─── RECORDS TO USE

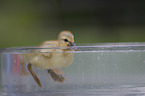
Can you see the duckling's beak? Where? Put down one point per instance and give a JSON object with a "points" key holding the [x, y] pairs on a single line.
{"points": [[72, 44]]}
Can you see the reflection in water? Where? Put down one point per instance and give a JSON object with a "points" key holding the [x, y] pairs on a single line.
{"points": [[92, 73]]}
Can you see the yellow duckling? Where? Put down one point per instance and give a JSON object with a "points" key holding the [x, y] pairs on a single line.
{"points": [[50, 59]]}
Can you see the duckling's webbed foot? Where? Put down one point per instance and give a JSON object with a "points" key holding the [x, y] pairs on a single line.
{"points": [[34, 75], [56, 77], [23, 69]]}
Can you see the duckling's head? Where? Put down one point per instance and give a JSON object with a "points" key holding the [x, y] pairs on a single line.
{"points": [[66, 39]]}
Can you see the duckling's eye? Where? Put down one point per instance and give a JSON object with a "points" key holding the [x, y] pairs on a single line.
{"points": [[65, 40]]}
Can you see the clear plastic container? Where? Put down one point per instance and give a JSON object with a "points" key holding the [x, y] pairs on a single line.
{"points": [[108, 69]]}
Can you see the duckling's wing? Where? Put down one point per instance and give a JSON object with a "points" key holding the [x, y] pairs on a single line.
{"points": [[48, 47]]}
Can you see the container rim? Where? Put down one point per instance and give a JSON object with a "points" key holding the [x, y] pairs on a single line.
{"points": [[86, 47]]}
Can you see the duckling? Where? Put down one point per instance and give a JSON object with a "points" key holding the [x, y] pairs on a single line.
{"points": [[50, 59]]}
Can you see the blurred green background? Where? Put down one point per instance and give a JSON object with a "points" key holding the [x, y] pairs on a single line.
{"points": [[29, 22]]}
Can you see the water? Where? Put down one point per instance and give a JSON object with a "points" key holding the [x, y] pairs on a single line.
{"points": [[97, 70]]}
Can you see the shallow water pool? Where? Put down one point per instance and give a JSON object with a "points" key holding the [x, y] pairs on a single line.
{"points": [[113, 69]]}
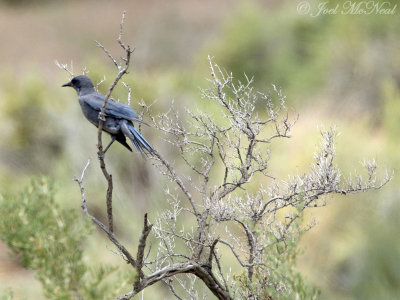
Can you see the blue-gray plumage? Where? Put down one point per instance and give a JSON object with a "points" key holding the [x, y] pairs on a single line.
{"points": [[118, 117]]}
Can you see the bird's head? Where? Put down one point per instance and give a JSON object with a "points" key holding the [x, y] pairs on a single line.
{"points": [[82, 85]]}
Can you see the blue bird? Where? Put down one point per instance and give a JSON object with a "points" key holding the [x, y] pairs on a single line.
{"points": [[118, 117]]}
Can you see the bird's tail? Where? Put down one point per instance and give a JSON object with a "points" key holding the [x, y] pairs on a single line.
{"points": [[137, 139]]}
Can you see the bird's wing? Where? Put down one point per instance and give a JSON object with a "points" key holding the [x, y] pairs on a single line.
{"points": [[114, 109]]}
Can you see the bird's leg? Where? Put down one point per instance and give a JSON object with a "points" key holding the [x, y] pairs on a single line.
{"points": [[101, 117], [108, 146]]}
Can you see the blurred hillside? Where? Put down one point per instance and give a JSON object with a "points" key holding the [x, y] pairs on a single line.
{"points": [[335, 69]]}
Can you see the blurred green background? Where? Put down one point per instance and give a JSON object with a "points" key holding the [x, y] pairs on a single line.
{"points": [[339, 69]]}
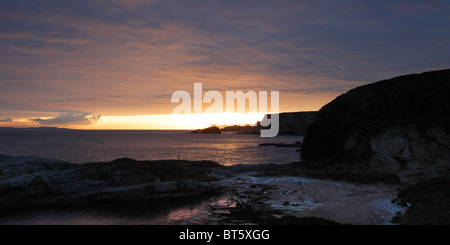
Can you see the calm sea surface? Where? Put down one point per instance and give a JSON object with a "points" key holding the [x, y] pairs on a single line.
{"points": [[79, 146]]}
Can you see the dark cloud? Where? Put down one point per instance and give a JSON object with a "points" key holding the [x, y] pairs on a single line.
{"points": [[71, 118]]}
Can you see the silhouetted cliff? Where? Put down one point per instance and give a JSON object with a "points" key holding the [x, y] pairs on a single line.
{"points": [[400, 123]]}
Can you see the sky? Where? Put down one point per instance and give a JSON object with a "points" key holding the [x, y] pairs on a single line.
{"points": [[101, 64]]}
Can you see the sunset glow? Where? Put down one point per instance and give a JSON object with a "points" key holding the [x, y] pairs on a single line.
{"points": [[104, 64]]}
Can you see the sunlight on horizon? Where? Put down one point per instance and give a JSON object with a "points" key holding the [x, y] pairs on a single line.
{"points": [[176, 121]]}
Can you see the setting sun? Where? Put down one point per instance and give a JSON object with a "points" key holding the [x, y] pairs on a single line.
{"points": [[176, 121]]}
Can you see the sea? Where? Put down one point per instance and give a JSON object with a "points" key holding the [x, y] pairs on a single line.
{"points": [[82, 146]]}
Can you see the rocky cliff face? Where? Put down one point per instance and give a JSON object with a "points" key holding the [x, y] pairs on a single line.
{"points": [[401, 124]]}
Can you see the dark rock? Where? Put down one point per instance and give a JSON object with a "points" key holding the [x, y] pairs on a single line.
{"points": [[120, 180], [400, 124], [428, 201]]}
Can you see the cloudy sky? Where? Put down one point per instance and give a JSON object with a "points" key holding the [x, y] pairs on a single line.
{"points": [[82, 64]]}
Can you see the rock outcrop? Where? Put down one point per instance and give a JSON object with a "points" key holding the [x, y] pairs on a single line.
{"points": [[401, 124], [26, 181]]}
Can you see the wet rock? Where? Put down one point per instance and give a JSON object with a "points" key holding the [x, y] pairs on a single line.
{"points": [[41, 183]]}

──────

**EXERCISE DESCRIPTION:** Copy out each record shown above without alteration, skipping any picture.

**WRITTEN REPLY:**
Can you see the duckling's beak? Where? Put down one point per instance and give a JSON object with a "points" key holding the [x, y] pairs on a single line.
{"points": [[72, 44]]}
Can you see the reflection in water? Where? Put down one point per instance and give a JSON object with a "points" key holding the [x, y] pairs on a single line.
{"points": [[92, 73]]}
Can you see the yellow duckling? Where? Put down one point per instance and give a JSON object with a "points" key holding the [x, y] pairs on a single line.
{"points": [[50, 59]]}
Can you see the duckling's webbed foot? Where? Put down one point per instance and give a JSON object with a "points" key holding the [x, y] pairs on a single line.
{"points": [[34, 75], [56, 77], [23, 69]]}
Can you see the duckling's head? Where? Put down one point per instance and give a JSON object with a "points" key holding the [x, y] pairs on a single line.
{"points": [[66, 39]]}
Can you see the duckling's eye? Where? Put down one point per instance and give a JSON object with a "points" key holding the [x, y] pairs on a single line.
{"points": [[65, 40]]}
Can you see the clear plastic container? Where? Put down one point per instance and give a JSON object with a "points" key holding the [x, y] pairs on a single line.
{"points": [[108, 69]]}
Can you see the duckling's wing? Where? Put down one point per instance and give a JSON object with a "points" key holding the [x, y] pairs on a single line.
{"points": [[48, 47]]}
Can you see the container rim? Where? Put down one point per instance and give a JSON object with a "points" key holding the [x, y] pairs on a single line.
{"points": [[86, 47]]}
Can you see the duckling? Where? Put down one point per instance and give a JSON object with a "points" key holding the [x, y] pairs on a single line.
{"points": [[50, 59]]}
Can you see the blurred green background? Where? Put down one point per instance and give a JSON object with a "points" key holding the [x, y] pairs on a single line.
{"points": [[29, 22]]}
Can you see the water? Where? Put down one point per instance and give a JSON object with a "points" key holding the [x, y] pairs on a single line.
{"points": [[97, 70]]}
Can you see the shallow water pool? Where? Put down one point per instance and give a JSON object with a "points" key holding the [x, y] pairs on a single line.
{"points": [[113, 69]]}
Can you see the blue-gray plumage? Where? Put down one point per instance and give a JSON object with a "points" key holding the [x, y] pairs on a single line.
{"points": [[118, 117]]}
Can you see the bird's head? Where? Put down one point per instance and give a JSON object with a "points" key holding the [x, y] pairs on a single line.
{"points": [[82, 85]]}
Can you see the blue bird? Where? Put down one point per instance and give a JSON object with a "points" key holding the [x, y] pairs on a single line.
{"points": [[118, 117]]}
Can you see the bird's tail? Where? Put down one point per instance and give a JSON object with a "points" key holding the [x, y] pairs on a single line.
{"points": [[137, 139]]}
Can you see the bird's wing? Where? Put down one point per instance and give a JSON object with a "points" key holding the [x, y] pairs on a single line.
{"points": [[114, 109]]}
Can you see the bird's leg? Where? Put down one point per instance and give a JSON object with a "points" key holding the [x, y] pairs on a single line.
{"points": [[101, 117], [108, 146]]}
Can you see the blurred hillside? Where? Put down one point per instance and give a JSON object with a "points" key holding the [x, y] pairs on a single line.
{"points": [[335, 69]]}
Can you see the blurred green background? Where? Put down one point per instance and give a JSON object with a "points" key holding the [x, y] pairs on a single line.
{"points": [[339, 69]]}
Can you see the calm sea surface? Where? Put down one point per instance and give a JSON object with a "points" key holding the [x, y] pairs on a single line.
{"points": [[79, 146]]}
Can you see the dark cloud? Where? Put down one point per instance and give a JSON object with a "points" key holding the [x, y] pairs on a single line.
{"points": [[71, 118]]}
Can you see the silhouetted cliff? Where? Put down one point per instance and give a JSON object with a "points" key holding the [x, y] pairs on a single line.
{"points": [[400, 123]]}
Can you see the sky? Where? Put down one point per instance and give a JSON object with a "points" key holding the [x, y] pairs on a single line.
{"points": [[101, 64]]}
Can you see the sunset glow? Where? Put down one point per instance and give a JSON object with a "points" key holding the [x, y] pairs on a single line.
{"points": [[104, 64]]}
Can you see the sunlight on horizon? Where? Put down one point per instance and give a JSON object with a "points" key holding the [x, y] pairs on a single line.
{"points": [[176, 121]]}
Can you see the setting sun? Where? Put down one point per instance and give a JSON object with a "points" key holding the [x, y] pairs on a single line.
{"points": [[176, 121]]}
Can you see the sea? Where? Put down one point per instance and give a JSON object with a "points" key holding the [x, y] pairs on a single line.
{"points": [[82, 146]]}
Can you see the rocky cliff face? Where? Put down one point per instance and give a JSON object with a "points" key holding the [x, y] pairs on a single line.
{"points": [[401, 124]]}
Can you see the dark rock? Where? Put down one point per instance and give a JSON object with a "points" key holding the [x, y] pairs on a single line.
{"points": [[120, 180], [400, 124], [428, 201]]}
Can you see the cloudy sky? Where? Put down one point per instance and give a JSON object with a "points" key holding the [x, y] pairs on a single line.
{"points": [[82, 64]]}
Can you see the rock outcrop? Where? Put down one point per instance and give a JSON object with a "points" key holding the [x, y] pairs on a single line.
{"points": [[401, 124], [26, 181]]}
Can you see the wet rock? Where? Put down one point per instance and give a JSON object with a "points" key holding the [x, y] pairs on a single line.
{"points": [[41, 183]]}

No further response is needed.